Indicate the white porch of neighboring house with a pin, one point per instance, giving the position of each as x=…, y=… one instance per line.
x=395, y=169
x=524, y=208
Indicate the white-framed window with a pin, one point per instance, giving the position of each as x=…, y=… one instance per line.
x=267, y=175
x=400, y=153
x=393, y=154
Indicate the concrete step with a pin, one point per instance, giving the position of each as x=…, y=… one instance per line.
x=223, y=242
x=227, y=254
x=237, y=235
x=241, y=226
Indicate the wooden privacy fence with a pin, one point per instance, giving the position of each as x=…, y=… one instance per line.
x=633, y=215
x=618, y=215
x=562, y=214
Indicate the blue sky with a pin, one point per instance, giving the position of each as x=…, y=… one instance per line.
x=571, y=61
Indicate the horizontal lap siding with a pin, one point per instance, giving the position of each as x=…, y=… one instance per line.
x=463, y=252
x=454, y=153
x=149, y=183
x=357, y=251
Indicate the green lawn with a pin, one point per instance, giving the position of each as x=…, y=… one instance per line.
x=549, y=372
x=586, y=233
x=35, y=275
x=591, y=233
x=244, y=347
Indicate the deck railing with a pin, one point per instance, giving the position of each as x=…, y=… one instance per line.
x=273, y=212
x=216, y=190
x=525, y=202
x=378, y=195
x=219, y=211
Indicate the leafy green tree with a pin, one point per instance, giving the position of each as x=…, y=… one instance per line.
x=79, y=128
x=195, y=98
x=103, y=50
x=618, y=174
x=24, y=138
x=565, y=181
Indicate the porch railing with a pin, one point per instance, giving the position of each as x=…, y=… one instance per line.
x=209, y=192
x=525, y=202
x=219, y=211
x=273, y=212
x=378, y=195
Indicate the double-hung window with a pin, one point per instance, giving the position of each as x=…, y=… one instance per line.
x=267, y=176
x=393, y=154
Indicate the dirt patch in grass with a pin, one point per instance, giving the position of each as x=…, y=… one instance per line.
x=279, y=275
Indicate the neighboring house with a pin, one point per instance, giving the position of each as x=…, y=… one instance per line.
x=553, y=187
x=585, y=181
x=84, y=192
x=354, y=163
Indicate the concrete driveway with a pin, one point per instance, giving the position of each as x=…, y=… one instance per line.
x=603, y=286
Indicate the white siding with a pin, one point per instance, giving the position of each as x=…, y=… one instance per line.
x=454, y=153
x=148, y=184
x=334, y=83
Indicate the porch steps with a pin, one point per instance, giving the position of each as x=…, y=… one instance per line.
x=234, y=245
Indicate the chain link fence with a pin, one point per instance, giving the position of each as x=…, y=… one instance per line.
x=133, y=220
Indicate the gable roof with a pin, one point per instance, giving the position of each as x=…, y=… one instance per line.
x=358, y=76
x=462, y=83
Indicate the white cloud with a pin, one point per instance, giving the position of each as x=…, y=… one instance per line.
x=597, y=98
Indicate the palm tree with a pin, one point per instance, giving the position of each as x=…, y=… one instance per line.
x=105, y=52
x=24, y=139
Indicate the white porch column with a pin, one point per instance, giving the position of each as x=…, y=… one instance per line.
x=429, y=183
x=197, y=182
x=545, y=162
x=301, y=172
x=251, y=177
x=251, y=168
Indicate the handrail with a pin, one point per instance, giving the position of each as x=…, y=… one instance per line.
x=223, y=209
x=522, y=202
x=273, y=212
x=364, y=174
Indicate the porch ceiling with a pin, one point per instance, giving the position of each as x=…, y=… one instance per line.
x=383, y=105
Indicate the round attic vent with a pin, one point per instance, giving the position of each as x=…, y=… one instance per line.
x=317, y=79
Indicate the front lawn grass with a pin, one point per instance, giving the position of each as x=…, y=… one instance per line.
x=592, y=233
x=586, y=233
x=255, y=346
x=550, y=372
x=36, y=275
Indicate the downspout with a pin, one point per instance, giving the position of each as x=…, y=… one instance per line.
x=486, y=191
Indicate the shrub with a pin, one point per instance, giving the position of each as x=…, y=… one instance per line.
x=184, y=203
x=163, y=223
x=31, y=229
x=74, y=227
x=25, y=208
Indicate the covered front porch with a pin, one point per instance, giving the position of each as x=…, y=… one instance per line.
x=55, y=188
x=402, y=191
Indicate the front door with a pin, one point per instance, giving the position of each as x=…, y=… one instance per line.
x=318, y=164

PROBLEM DESCRIPTION. Down to the last line, restate the records exactly.

WRITTEN ANSWER.
Indicate the white porch of neighboring house with a pin, one point per instance, giving the position of each as x=…, y=… one instance per line.
x=395, y=169
x=524, y=208
Indicate the white-framed window with a pin, one point per instance, giving the position of each as x=…, y=… one instance per line.
x=267, y=175
x=400, y=153
x=393, y=154
Indicate the concrete step with a pin, one point per instance, giving the position of each as x=…, y=… one instance per line.
x=223, y=242
x=227, y=254
x=237, y=235
x=241, y=226
Indicate the wooden privacy fence with a pin, one point per instance, giving the position of each as x=…, y=… one instance per line.
x=633, y=215
x=618, y=215
x=562, y=214
Indicate the blue sky with a pin, one point per instance, giving the position of each as x=…, y=… one instance per line.
x=571, y=61
Indicate the horizontal lap siding with a pin, one point per instance, giving the position of each as x=…, y=… one instance per line.
x=463, y=252
x=454, y=153
x=149, y=183
x=357, y=251
Indicate the green lawn with a pin, one point per instance, giving the position of each as x=…, y=… one instance per line.
x=549, y=372
x=586, y=233
x=35, y=275
x=591, y=233
x=244, y=347
Indicate the deck railing with a pin, one point per instance, giving the position of each as x=…, y=… one instance per line.
x=273, y=212
x=216, y=190
x=525, y=202
x=378, y=195
x=219, y=211
Indicate the leafy green tree with a pin, one point per instance, giving the position of each as x=…, y=… one instance per line.
x=79, y=128
x=195, y=98
x=103, y=50
x=618, y=174
x=24, y=138
x=565, y=181
Indicate the porch railing with a pin, one point per instance, giving the position of each as x=…, y=… one instance per line.
x=209, y=192
x=525, y=202
x=219, y=211
x=273, y=212
x=378, y=195
Indicate the double-hung window with a pin, one point per instance, giving the position of each as x=…, y=… one instance per line.
x=267, y=176
x=393, y=154
Indicate the dirt patch in grass with a pin, one point per instance, giving the position of each as x=…, y=… one instance per line.
x=279, y=275
Indicate the neighboring house with a pin, one point per instance, giving the position of each as x=…, y=… one instance per line.
x=553, y=187
x=585, y=181
x=84, y=192
x=354, y=163
Indicate the concrete driveway with a pin, one point per instance, giving the position of each as x=…, y=… one instance per line.
x=603, y=286
Indicate the white siding with a pin, one point per instance, giving the position of each as x=…, y=… one instance per line.
x=454, y=153
x=148, y=184
x=334, y=83
Indicate the porch steps with a pin, one point per instance, giving the position of each as x=…, y=… one instance per line.
x=234, y=245
Indicate the chain link fence with a pin, one point per instance, giving the position of each as x=…, y=… one instance per line.
x=133, y=220
Indicate the gable roof with a pin, one point per instance, giving the position of each as x=…, y=… one instance per line.
x=358, y=76
x=462, y=83
Indicate the white cloud with a pin, one point per instance, giving the position of each as x=…, y=… one instance per line.
x=597, y=98
Indicate the palm tree with a pin, one point per instance, giving the position of each as x=…, y=… one instance per line.
x=105, y=52
x=24, y=139
Indicate the white porch column with a pin, one point per instance, giving the position of each as x=…, y=… one instance per line.
x=429, y=183
x=197, y=182
x=545, y=162
x=301, y=172
x=251, y=177
x=251, y=168
Indicate the handrail with a pin, one point per instance, giving the position of each as x=…, y=… one instance per line.
x=223, y=209
x=522, y=202
x=273, y=212
x=364, y=174
Indicate the porch ceiling with a pin, one point per instance, giving the position of each as x=…, y=… one instance per line.
x=383, y=105
Indicate the round attic vent with a pin, one point per instance, giving the position of each as x=…, y=… one instance per line.
x=317, y=79
Indicate the front lawn grass with a pin, one point per instance, giving the position of each as x=…, y=… one instance per line.
x=592, y=233
x=586, y=233
x=255, y=346
x=550, y=372
x=36, y=275
Indicate the downspout with a pin, one point per instance, giving the position of each as x=…, y=… one instance per line.
x=486, y=191
Indicate the shrub with a pin, one point per instance, giving the position of each as x=…, y=… one instance per line.
x=184, y=203
x=163, y=223
x=31, y=229
x=74, y=227
x=25, y=208
Indicate the covered front porch with a pin, one point per instance, giving the position of each as x=…, y=… one instance per line.
x=55, y=188
x=402, y=191
Indicate the front door with a pin, one point per instance, giving the position of each as x=…, y=… one instance per line.
x=318, y=164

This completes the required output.